**EXCERPTED TEXT:**
Pushing the whole company into the past on purpose
Interpretation of the “fifty years” remark
- Several readers link the closing joke (“sent it back fifty years”) to the company’s recent policy changes: ending or weakening fact-checking and explicitly allowing certain slurs and claims of mental illness about queer people.
- Others note the line is partly a political jab layered on top of a genuine technical story about time smearing.
Debate over platform’s new hate‑speech policy
- One commenter cites the policy language: it generally bans attacks based on mental characteristics, but explicitly allows allegations of mental illness or abnormality when based on gender or sexual orientation.
- Some argue this is regressive and hostile to queer people; at least one former employee says they now “root for [the company’s] complete destruction.”
- Others see the change as a return toward older “centrist” norms or greater free-speech tolerance.

**WORK TO COMPLETE:**
1. In the discussion summary about the "fifty years" remark, what does at least one former employee say they now root for?
2. Write the next part of the discussion summary about the "fifty years" remark and the hate-speech policy, starting after its last line.

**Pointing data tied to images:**
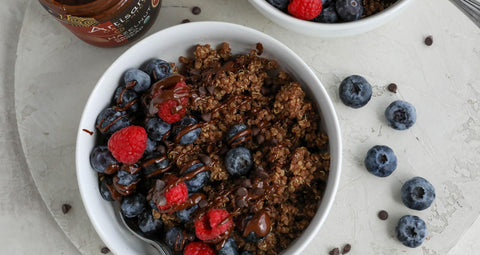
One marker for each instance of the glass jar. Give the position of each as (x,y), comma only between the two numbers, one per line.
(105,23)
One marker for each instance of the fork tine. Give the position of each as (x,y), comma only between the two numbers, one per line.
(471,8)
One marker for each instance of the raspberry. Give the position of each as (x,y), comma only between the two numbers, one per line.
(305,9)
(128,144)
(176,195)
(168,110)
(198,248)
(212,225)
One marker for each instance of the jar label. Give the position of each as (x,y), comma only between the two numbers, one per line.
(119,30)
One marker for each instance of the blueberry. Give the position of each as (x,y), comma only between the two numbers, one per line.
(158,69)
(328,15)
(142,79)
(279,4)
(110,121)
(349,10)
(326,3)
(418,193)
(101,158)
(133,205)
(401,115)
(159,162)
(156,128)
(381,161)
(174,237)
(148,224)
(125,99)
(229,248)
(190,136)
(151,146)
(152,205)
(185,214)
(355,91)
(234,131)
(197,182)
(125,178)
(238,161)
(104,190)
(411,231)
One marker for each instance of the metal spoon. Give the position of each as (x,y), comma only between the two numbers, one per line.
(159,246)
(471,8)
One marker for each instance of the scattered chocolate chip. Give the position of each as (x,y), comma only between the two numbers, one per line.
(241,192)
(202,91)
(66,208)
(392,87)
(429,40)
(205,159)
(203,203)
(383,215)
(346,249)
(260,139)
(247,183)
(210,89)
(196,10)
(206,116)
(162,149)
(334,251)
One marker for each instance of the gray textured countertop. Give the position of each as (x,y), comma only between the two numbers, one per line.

**ANSWER SET:**
1. The company's complete destruction.

2.
Gender dysphoria, mental illness, and medical coverage
- Strong disagreement on whether labeling queer or trans people as mentally ill is hateful or legitimate debate.
- One side emphasizes decades of research and lived experience, framing gender dysphoria as a condition where gender-affirming care (especially HRT) is effective and often life‑saving, with relatively low cost and low regret.
- Others compare transition treatments to cosmetic surgery and question why they should be publicly funded or described as “life‑saving.”
- Further sub‑threads debate pregnancy-as-condition vs. illness, pro‑natalist policy motives, and whether credentials matter to be correct.
Free speech, censorship, and political alignment
- Some view the new policy as “sending the company back 50 years” to a time of more open speech.
- Others argue that equating current moderation with “censorship” ignores historical state censorship under past regimes.
- A long tangent covers US politics: shifts in Gen Z voting patterns, Trump’s support, suburban vs. rural voting power, and claims about oligarchy, Section 230 leverage, and antitrust as structural problems.
Technical discussion: time smearing and clock synchronization
- Separate from the politics, several comments discuss time smearing for leap seconds.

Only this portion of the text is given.